**Objective**. Print each line of the records below verbatim, from first to last, and leave the pictures out.

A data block
* BEGIN *

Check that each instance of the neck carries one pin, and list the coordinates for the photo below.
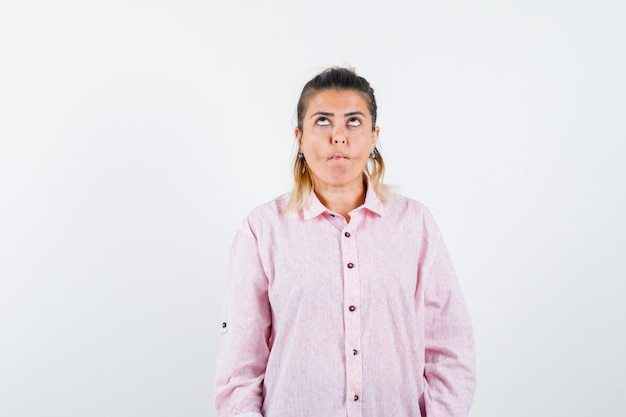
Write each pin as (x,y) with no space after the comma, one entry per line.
(341,200)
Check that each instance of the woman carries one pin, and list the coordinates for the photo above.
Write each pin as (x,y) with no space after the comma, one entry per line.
(341,298)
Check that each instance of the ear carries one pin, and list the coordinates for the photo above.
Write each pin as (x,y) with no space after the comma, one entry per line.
(375,135)
(298,136)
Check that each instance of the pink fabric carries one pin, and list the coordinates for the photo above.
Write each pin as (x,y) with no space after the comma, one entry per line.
(325,318)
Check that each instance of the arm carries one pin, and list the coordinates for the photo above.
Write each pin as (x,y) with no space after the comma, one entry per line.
(244,339)
(449,372)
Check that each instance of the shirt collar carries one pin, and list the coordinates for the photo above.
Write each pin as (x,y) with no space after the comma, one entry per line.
(314,207)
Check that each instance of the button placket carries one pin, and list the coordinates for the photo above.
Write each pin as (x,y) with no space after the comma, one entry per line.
(352,320)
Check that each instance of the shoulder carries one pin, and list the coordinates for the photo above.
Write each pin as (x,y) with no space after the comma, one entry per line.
(409,213)
(399,204)
(267,215)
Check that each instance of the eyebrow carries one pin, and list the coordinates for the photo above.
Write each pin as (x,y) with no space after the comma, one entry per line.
(352,113)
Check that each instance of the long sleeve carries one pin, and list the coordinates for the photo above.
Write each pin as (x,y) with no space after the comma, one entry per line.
(244,339)
(449,370)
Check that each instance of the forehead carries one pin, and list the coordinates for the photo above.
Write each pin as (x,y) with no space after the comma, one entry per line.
(339,100)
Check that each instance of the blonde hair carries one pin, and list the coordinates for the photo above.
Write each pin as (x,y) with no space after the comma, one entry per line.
(334,78)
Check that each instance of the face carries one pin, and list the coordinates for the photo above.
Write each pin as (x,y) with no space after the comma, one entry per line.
(337,138)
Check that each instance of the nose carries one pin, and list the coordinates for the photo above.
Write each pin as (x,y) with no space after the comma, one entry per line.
(339,135)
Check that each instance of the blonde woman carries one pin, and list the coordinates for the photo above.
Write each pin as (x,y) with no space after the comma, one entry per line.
(341,297)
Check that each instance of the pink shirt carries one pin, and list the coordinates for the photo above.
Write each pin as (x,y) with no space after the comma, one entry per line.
(325,318)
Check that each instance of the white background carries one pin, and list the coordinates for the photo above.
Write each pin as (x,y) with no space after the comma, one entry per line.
(135,136)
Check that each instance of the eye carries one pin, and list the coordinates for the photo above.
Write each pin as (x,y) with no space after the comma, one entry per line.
(353,121)
(322,121)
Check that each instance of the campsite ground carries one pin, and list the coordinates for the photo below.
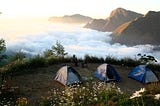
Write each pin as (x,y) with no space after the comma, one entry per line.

* END *

**Result of this exercise**.
Check that each instance of the neck carries one pin, and list the coordinates for the photo below.
Write each pin as (x,y) with no space after the comma, one entry per line.
(341,200)
Check that each instance of the woman carries one pin, and list the coordinates for the photo above.
Write each pin as (x,y) with no space after the comma, one entry per line.
(341,298)
Check that each instance of the ear carries one pin, and list the coordinates for the photo above.
Write each pin as (x,y) with no space after the comma, one entry per line.
(375,135)
(298,136)
Check that each instance of the pink fabric carries one pin, and list the coordinates for the photo above.
Write each pin as (x,y) with no space after the comma, one entry per line.
(325,318)
Check that each instance of the arm carries one pin, and list the coordinates for the photo above.
Write each pin as (x,y) with no space after the comma, one entry per line.
(244,339)
(449,372)
Check that each instance of the shirt collar carries one pin, and list the coordinates for the photo above.
Write each pin as (x,y) with no space after the comma, one entry per line.
(314,207)
Check that each instance of the button placket carries one pin, and list the coordinates for the photo above.
Write each pin as (x,y) with no space after the comma, one entry per line.
(352,320)
Check that each instance of the shoulder carries one pin, and list the coordinates for the photo above.
Write each pin as (x,y) with no space after the comma, one entry per line.
(409,213)
(399,204)
(267,215)
Check that each instance of the eyebrow carries one pin, and list the coordinates for the photo above.
Write each pin as (x,y) with no space after the comma, one entry per line.
(352,113)
Check that each instance of the long sleeve carries one pin, and list the coordinates for the photo above.
Write each pin as (x,y) with no space after the comma, one entry per line.
(244,339)
(449,370)
Check that each instance of the forehead carries one pin, and list the coordinates for the photo above.
Write each pin as (x,y) with no space after the comma, one entry per line.
(339,100)
Check that each instance of the blonde hair carries one pin, and list the coordinates for the photo above.
Write each pin as (x,y) with no space after the comma, one entry per line.
(334,78)
Check that each instance of the face carries one pin, and list the coordinates for the photo above.
Write each pin as (x,y) with no space after the comma, one entry per line.
(337,138)
Check that each instance of the nose carries one pin, and list the coordinates for the photo above.
Write each pin as (x,y) with no space after the comma, one entry per line.
(339,135)
Check that each instance of the blonde woman carries one pin, and list the coordinates for the photo above.
Write each pin as (x,y) with no space after the comma, one entry per line.
(341,297)
Check that each instance of the pink shirt carries one pin, and list the coordinates for the photo above.
Write each pin as (x,y) with no space after the comma, one entry per line.
(325,318)
Check that each instance of the white background carries one pin, and list the coordinates for the photo above.
Write each pin as (x,y) with no space after the comma, one entry per line.
(135,136)
Check that each instance of the eye carries one pin, and list the coordinates for the photo above.
Write each pin as (x,y) with no space after the comma, one entry per line.
(353,121)
(322,121)
Check that each instance of the campsite ground carries one pin, and list the coordinates for the photo below.
Write each pin as (x,y) with no space after the comma, one entry per line.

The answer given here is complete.